■ Exercise objective: Return every line of the records that contains the word "coat", copying each such line in full.

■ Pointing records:
--- Start ---

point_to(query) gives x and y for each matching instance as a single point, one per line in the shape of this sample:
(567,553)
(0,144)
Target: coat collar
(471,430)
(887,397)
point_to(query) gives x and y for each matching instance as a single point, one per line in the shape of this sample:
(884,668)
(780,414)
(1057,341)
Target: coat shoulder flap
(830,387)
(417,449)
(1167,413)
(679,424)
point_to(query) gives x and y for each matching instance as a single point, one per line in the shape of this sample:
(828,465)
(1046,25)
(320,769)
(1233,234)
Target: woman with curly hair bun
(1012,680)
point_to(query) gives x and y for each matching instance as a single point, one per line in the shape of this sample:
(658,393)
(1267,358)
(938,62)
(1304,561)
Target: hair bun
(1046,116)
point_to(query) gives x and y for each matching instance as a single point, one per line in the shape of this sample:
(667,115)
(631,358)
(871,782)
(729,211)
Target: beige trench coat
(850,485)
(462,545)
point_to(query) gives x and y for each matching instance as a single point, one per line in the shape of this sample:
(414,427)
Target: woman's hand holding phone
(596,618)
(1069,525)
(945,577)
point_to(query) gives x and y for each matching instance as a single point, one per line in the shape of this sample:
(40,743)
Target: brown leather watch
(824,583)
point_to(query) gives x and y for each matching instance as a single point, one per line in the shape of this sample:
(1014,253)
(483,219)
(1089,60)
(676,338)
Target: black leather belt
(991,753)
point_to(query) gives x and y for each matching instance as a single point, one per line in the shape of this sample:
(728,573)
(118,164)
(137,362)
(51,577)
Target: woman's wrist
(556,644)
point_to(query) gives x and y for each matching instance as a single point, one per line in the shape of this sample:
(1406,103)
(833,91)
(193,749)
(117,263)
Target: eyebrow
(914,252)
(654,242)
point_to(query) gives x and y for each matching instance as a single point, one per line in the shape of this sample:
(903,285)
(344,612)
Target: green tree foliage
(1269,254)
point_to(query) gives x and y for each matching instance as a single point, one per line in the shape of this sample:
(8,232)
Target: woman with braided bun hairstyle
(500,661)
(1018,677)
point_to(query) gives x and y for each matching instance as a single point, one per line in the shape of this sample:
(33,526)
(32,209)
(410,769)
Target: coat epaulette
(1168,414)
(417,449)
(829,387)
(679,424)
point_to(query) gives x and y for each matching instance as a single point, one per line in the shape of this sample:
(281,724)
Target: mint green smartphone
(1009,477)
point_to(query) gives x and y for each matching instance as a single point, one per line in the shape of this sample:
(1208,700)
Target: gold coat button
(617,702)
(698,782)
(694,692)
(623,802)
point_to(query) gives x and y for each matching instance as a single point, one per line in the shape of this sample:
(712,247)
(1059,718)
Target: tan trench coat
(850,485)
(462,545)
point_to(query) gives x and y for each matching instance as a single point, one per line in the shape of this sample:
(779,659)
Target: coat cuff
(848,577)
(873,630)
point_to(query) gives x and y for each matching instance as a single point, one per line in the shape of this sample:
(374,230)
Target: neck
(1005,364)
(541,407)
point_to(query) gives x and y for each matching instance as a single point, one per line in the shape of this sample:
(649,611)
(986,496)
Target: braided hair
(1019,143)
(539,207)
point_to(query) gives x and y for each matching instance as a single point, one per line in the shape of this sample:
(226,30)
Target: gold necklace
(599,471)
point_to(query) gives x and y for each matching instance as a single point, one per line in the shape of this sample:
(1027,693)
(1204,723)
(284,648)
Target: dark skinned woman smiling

--- End ---

■ Full solution:
Target: coat collar
Target: coat shoulder flap
Target: beige trench coat
Target: coat epaulette
Target: gold coat button
Target: tan trench coat
Target: coat cuff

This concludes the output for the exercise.